**Text passage:**

Writing tips for those who can't organize, focus, and motivate

1/25/2022

1 Comment

 

Five sentence summary

Problems with organizing, focusing, and motivation can all make writing a struggle. By working with our brains rather than against them and understanding what motivates us, we can remove some of the barriers and write with less frustration.

ADHD folks have 4 motivators. Novelty. Urgency. Interest. Challenge. Graphic by the ADHD Academic. Do not reuse without permission.
ADHD folks have difficulty writing for a few reasons: motivating ourselves to do boring tasks is an epic battle, organizing our ten million creative and connected thoughts is a marathon unlike any other, and focusing on a single task, idea, or paragraph isn't something our brains are designed to do.

We are motivated by urgency, interest, challenge, and novelty and I find it's helpful to remember this even when motivation isn't my problem. For example, maybe I can organize my thoughts better if I write an outline but work backwards. The challenge of working backwards makes the task more fun while helping me organize myself. Working with my ADHD rather than against it always works better for me.

Organizing

  • Before you begin writing, create headings and subheadings in your document to help organize everything. You can do this for the entire paper, but you can also do this by section. For example, if you haven't written your discussion yet, make headings and subheadings that you delete later.

**Instruction 1:**
In the writing tips text, what four motivators does it list for ADHD folks?
**Instruction 2:**
Carry on the writing tips text from the point where it stops.

**Stored data:**
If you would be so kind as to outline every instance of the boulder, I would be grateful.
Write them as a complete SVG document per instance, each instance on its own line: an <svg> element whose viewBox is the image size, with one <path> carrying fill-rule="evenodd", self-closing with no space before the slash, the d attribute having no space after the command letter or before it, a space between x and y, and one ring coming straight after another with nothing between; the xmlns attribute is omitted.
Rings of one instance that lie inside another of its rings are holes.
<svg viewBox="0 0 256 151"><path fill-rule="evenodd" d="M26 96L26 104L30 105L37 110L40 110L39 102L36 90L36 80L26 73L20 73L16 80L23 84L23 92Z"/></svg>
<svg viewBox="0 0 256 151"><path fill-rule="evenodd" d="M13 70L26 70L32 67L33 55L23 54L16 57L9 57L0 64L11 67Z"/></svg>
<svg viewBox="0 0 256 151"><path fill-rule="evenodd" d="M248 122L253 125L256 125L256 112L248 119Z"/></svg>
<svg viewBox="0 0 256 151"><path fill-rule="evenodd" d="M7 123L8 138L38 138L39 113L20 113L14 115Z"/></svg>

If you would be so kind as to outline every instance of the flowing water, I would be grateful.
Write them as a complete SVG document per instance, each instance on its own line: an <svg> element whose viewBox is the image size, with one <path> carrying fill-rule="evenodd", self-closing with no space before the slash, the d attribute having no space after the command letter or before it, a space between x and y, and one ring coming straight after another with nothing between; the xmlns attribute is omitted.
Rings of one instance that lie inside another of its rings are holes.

...

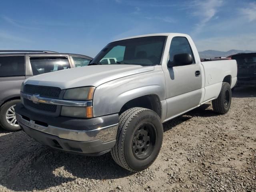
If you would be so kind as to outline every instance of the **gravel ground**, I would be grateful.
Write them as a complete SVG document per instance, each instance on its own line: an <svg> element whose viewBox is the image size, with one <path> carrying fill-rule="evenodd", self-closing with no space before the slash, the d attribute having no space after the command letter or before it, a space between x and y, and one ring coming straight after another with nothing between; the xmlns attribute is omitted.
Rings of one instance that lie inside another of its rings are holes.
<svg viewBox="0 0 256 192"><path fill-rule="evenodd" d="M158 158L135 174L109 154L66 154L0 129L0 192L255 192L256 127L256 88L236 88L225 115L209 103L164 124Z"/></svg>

**Output 1:**
Novelty, urgency, interest, and challenge.

**Output 2:**
  • Before you begin writing, create a slideshow with intro, methods, results, etc. and sketch out the main points you want or need to include for each.
  • If you're stuck, you can still create a slideshow, even if you're never going to present this work. Using figures and slides automatically breaks things down. Switching the format to something new can also motivate us to rethink our structure.
  • Print out your work and use the floor to organize everything. Have everything in front of you. You're less likely to forget something or miss it if you take over a single room in your house or an empty classroom in the history building for the afternoon. Use the time and space wisely.
  • Put main ideas on sticky notes or note cards. Color code by themes. Use stickers or markers to identify topics, connecting ideas, themes, etc.
  • Within your document, color code to identify themes and related ideas. You may realize you have a section in the front that has three distinct main ideas and needs to be broken down or you may determine that you discuss theme one towards the end of your paper except for this one paragraph at the start.
  • Use software and tools like Trello, Jira, Scrivener, MindMeister and other project management and mind mapping tools to get organized. Try different ones. Go back to ones you haven't used in a while. We get bored easily, and something old might be new again.
  • Think of your paper like the last good book you read. What's the story line? What's the beginning, the middle, and the end? What do readers need to know first?

Focusing

  • Create conditions that are more likely to lead to hyperfocus by blocking off an entire evening or afternoon where you do not answer your phone, do not schedule any meetings, do not open that office door, etc. Set limits and respect them. Lie and say you're going to be in a time-sensitive, crucial meeting if you need to.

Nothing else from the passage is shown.